*TRY IT:* Your answer must be every line of the data that holds the string "sleeve".

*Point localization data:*
»»
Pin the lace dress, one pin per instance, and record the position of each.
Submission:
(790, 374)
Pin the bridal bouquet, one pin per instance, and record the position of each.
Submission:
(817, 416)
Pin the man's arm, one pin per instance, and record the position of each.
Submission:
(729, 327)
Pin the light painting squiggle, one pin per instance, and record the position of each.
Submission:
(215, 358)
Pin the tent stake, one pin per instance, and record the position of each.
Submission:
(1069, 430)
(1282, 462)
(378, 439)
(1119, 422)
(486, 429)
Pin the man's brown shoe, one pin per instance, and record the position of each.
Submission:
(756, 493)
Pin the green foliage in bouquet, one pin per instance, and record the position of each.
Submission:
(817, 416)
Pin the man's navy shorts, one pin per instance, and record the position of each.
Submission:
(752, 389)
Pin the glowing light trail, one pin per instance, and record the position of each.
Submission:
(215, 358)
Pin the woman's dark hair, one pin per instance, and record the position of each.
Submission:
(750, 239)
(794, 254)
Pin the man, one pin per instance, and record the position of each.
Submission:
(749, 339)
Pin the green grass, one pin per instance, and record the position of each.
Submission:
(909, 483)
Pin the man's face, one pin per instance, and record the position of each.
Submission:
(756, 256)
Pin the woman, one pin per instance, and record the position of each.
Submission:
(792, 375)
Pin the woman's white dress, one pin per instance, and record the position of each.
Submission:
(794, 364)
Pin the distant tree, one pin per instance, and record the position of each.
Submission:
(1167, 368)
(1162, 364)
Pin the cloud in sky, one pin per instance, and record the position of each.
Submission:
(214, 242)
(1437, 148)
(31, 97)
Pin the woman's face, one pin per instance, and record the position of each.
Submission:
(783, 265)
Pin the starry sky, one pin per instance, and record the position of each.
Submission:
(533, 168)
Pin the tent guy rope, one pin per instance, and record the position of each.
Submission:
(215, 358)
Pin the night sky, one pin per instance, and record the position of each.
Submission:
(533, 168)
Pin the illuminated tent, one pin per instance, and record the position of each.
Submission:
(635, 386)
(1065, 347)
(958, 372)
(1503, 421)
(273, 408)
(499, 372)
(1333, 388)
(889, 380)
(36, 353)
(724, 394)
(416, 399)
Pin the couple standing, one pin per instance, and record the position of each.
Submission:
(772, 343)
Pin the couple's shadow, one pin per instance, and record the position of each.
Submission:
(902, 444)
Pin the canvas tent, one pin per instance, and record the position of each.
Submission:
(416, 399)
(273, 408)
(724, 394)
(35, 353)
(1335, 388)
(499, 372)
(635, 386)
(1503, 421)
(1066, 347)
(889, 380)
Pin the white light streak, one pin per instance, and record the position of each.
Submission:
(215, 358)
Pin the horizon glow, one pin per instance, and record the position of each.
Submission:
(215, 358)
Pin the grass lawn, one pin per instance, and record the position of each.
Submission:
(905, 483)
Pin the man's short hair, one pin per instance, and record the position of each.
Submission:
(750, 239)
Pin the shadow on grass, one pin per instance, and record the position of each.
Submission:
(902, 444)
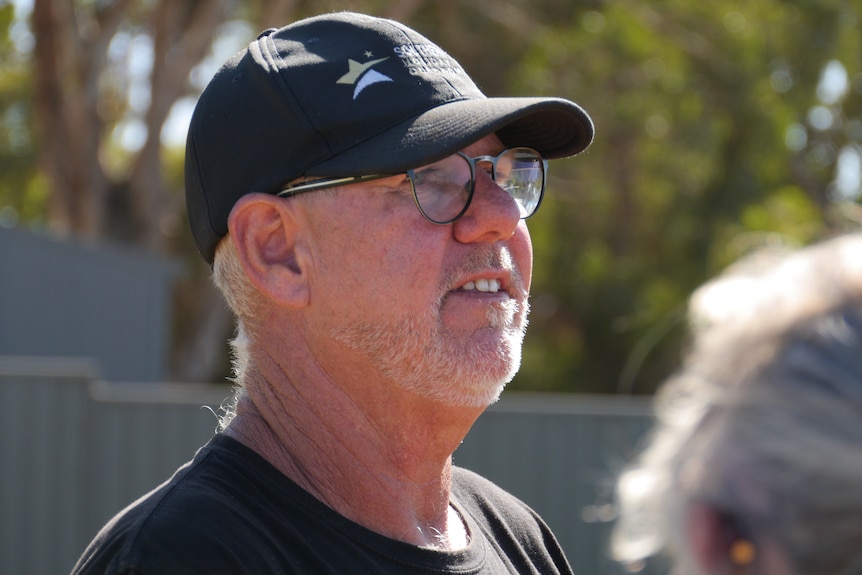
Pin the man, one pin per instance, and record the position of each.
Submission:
(362, 205)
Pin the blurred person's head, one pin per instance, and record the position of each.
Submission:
(755, 463)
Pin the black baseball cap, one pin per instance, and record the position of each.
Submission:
(347, 94)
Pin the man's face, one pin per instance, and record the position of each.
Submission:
(438, 309)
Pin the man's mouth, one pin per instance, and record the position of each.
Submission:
(482, 285)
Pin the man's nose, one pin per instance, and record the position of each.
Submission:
(493, 214)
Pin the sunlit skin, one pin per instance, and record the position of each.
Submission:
(324, 410)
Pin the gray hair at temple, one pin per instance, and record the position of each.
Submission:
(762, 424)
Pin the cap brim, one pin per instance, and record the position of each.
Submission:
(556, 127)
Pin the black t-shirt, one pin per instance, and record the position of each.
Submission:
(230, 511)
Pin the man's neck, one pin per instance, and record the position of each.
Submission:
(382, 460)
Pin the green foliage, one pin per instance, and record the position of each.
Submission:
(692, 103)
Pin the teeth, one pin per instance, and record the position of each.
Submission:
(483, 285)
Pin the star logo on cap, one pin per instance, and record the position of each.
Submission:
(361, 75)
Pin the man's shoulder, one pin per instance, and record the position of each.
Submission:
(193, 518)
(471, 486)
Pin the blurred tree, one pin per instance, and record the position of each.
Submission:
(720, 127)
(705, 149)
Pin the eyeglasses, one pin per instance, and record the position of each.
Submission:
(443, 190)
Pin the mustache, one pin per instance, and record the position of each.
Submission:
(482, 260)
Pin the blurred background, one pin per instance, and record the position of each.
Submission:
(721, 127)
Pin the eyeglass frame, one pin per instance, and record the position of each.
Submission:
(328, 183)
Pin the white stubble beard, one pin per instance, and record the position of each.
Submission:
(420, 354)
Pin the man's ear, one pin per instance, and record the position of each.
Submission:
(266, 235)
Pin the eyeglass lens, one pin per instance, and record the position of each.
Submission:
(444, 189)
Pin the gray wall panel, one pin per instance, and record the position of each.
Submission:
(76, 450)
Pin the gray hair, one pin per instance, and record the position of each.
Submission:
(764, 419)
(244, 301)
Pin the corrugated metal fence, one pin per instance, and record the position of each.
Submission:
(76, 450)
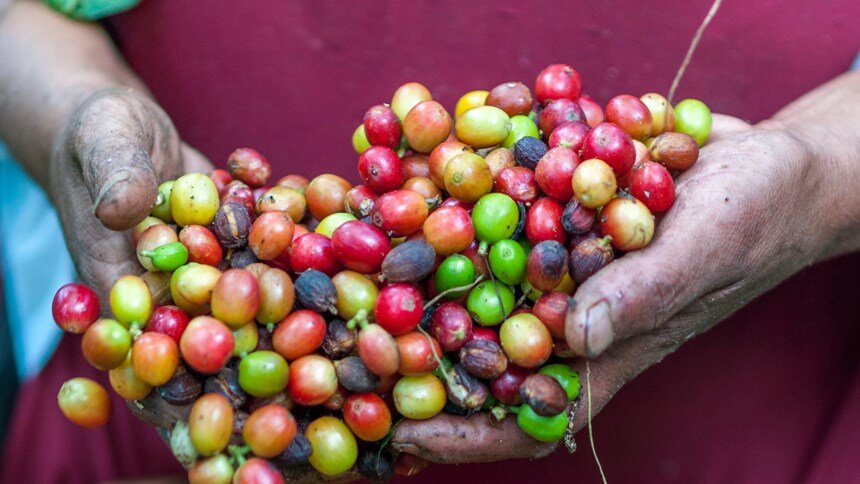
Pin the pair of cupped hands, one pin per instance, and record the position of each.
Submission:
(726, 240)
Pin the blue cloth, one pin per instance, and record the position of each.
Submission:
(35, 263)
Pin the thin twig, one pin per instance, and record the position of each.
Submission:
(693, 45)
(590, 432)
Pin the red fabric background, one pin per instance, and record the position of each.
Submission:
(772, 395)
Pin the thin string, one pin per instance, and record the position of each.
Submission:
(714, 7)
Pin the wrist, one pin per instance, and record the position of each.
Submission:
(831, 151)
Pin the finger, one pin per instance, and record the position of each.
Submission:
(452, 439)
(724, 126)
(697, 248)
(618, 366)
(123, 144)
(194, 161)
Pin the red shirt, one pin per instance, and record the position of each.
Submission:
(770, 395)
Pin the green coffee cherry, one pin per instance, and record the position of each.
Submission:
(693, 117)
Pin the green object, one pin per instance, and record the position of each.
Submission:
(508, 261)
(263, 373)
(495, 217)
(545, 429)
(527, 288)
(455, 271)
(693, 117)
(167, 257)
(565, 376)
(328, 225)
(90, 9)
(359, 140)
(245, 338)
(161, 210)
(521, 126)
(484, 305)
(483, 126)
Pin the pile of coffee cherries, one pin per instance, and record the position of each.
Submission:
(297, 323)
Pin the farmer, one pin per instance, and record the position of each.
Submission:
(772, 394)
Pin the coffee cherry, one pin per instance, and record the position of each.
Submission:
(554, 172)
(85, 402)
(407, 97)
(593, 112)
(105, 344)
(194, 200)
(300, 334)
(381, 169)
(483, 126)
(441, 155)
(593, 183)
(662, 113)
(506, 387)
(325, 195)
(378, 350)
(400, 213)
(277, 296)
(426, 125)
(419, 397)
(547, 265)
(628, 222)
(631, 115)
(334, 447)
(206, 344)
(257, 471)
(518, 183)
(249, 166)
(75, 307)
(270, 235)
(676, 151)
(521, 127)
(652, 184)
(398, 308)
(526, 340)
(418, 353)
(569, 135)
(468, 177)
(558, 81)
(693, 117)
(544, 222)
(283, 199)
(154, 357)
(269, 430)
(210, 424)
(551, 308)
(367, 416)
(558, 112)
(382, 126)
(314, 251)
(131, 301)
(470, 100)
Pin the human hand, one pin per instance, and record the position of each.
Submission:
(118, 145)
(728, 238)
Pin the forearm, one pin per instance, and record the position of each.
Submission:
(48, 65)
(827, 122)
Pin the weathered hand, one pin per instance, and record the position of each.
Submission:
(746, 217)
(117, 146)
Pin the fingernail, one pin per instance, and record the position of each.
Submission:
(598, 329)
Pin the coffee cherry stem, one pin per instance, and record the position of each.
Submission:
(452, 290)
(442, 369)
(135, 330)
(238, 453)
(495, 284)
(360, 319)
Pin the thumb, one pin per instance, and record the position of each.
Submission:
(121, 142)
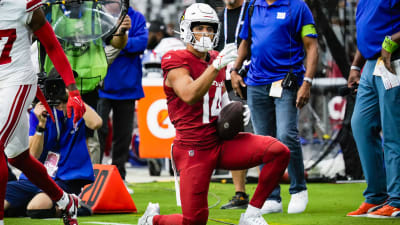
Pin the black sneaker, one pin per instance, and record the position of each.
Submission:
(239, 201)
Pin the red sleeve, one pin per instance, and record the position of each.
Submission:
(31, 5)
(48, 39)
(174, 59)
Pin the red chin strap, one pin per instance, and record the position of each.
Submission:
(42, 99)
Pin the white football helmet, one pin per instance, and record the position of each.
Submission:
(199, 13)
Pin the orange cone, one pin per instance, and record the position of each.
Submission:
(107, 194)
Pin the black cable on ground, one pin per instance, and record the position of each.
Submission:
(210, 207)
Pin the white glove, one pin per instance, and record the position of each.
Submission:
(227, 55)
(246, 115)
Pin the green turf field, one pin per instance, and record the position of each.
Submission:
(328, 205)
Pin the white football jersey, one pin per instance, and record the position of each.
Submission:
(16, 67)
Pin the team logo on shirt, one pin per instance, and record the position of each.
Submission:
(281, 15)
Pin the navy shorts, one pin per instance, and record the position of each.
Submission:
(20, 192)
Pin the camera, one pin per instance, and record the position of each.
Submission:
(53, 88)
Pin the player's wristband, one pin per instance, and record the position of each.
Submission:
(355, 68)
(308, 80)
(40, 130)
(234, 69)
(389, 45)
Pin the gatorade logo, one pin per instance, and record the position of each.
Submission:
(158, 120)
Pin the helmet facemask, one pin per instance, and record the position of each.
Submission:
(200, 14)
(204, 44)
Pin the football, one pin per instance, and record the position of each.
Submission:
(230, 120)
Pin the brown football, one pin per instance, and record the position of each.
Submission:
(230, 120)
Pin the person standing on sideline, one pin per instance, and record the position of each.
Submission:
(122, 87)
(377, 107)
(231, 22)
(194, 86)
(87, 59)
(18, 81)
(277, 83)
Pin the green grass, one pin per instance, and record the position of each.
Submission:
(328, 205)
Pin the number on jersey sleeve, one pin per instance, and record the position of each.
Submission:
(215, 106)
(7, 38)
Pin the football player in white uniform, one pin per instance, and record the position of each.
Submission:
(18, 85)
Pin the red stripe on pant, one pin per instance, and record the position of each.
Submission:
(23, 99)
(9, 122)
(5, 133)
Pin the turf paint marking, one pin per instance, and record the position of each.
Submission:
(107, 223)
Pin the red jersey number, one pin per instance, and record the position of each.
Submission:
(10, 35)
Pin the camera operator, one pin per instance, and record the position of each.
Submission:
(62, 148)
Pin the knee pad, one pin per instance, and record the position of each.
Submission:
(277, 149)
(41, 213)
(15, 212)
(20, 159)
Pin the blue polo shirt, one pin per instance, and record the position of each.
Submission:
(124, 76)
(67, 141)
(374, 20)
(277, 45)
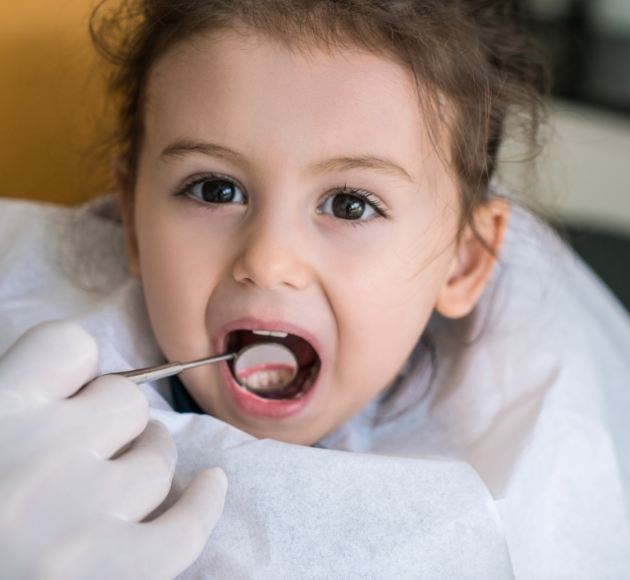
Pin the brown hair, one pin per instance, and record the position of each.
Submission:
(473, 62)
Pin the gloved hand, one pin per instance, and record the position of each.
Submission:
(79, 471)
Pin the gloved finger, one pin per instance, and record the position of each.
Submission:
(175, 539)
(54, 359)
(109, 412)
(142, 475)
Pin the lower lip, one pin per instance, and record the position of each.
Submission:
(269, 408)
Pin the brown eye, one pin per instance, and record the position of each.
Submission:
(217, 191)
(350, 206)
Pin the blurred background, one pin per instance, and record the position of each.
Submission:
(54, 119)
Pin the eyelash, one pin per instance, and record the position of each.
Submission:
(369, 198)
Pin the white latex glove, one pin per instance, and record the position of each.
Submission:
(71, 502)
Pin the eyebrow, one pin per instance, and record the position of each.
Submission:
(183, 147)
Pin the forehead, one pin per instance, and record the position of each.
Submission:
(259, 96)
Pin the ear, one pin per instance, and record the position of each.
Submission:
(473, 263)
(124, 188)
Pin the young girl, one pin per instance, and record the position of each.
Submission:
(316, 174)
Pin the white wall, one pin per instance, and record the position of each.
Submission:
(583, 173)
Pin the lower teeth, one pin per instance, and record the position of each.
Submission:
(275, 390)
(268, 380)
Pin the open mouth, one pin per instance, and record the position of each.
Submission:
(268, 380)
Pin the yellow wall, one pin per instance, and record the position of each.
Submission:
(51, 102)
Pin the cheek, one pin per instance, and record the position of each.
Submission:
(177, 277)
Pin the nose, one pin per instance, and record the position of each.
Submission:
(272, 257)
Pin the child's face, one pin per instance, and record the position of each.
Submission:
(274, 248)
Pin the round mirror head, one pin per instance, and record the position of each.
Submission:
(265, 367)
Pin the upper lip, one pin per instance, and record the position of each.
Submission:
(252, 323)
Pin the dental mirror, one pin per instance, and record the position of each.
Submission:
(260, 368)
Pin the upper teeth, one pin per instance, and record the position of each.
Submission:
(278, 334)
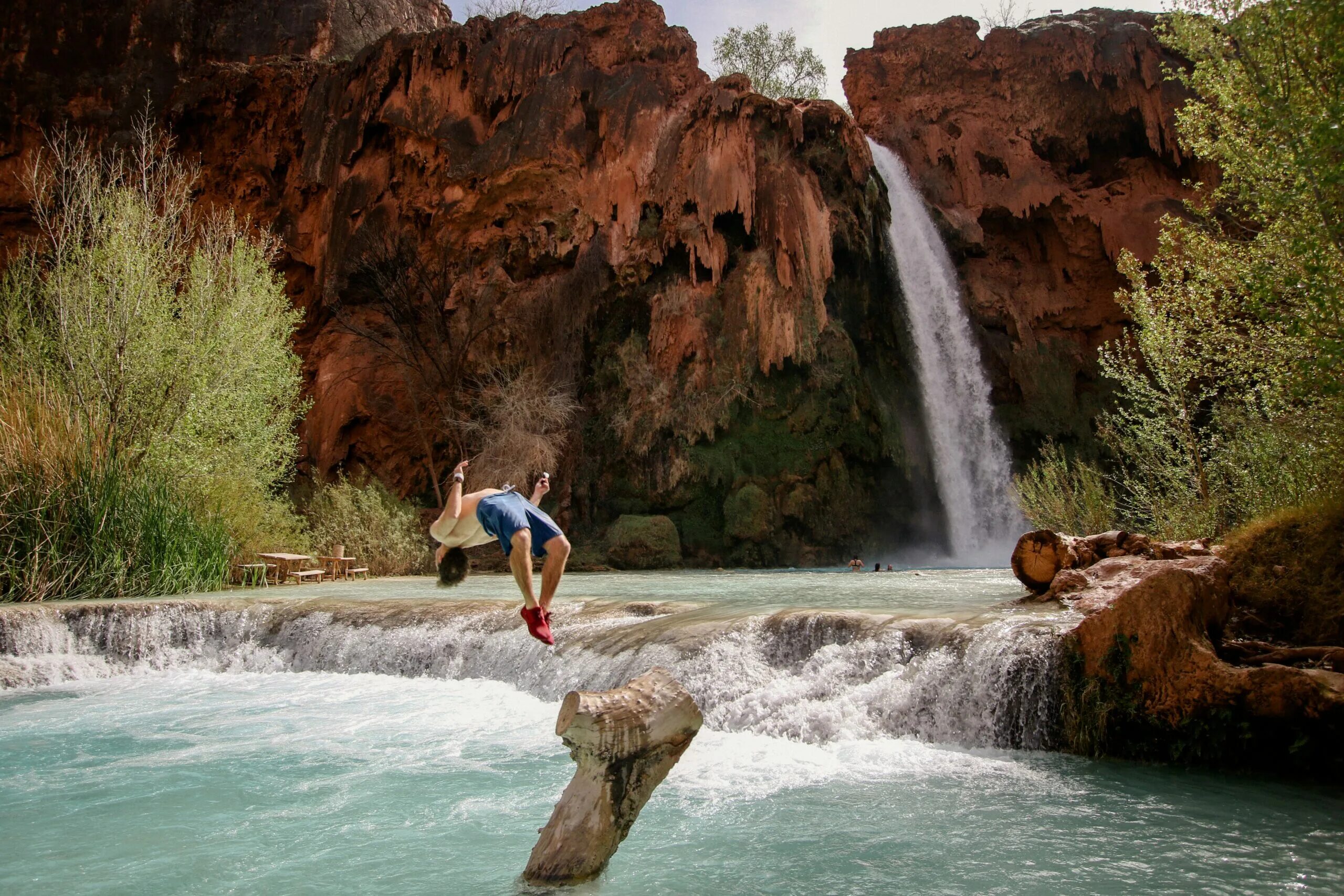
««
*FINAL ANSWER:*
Pin the red sleeve, one pin per instance, and record the position of each.
Pin the number on jersey sleeve, one pin per instance, and record the position of each.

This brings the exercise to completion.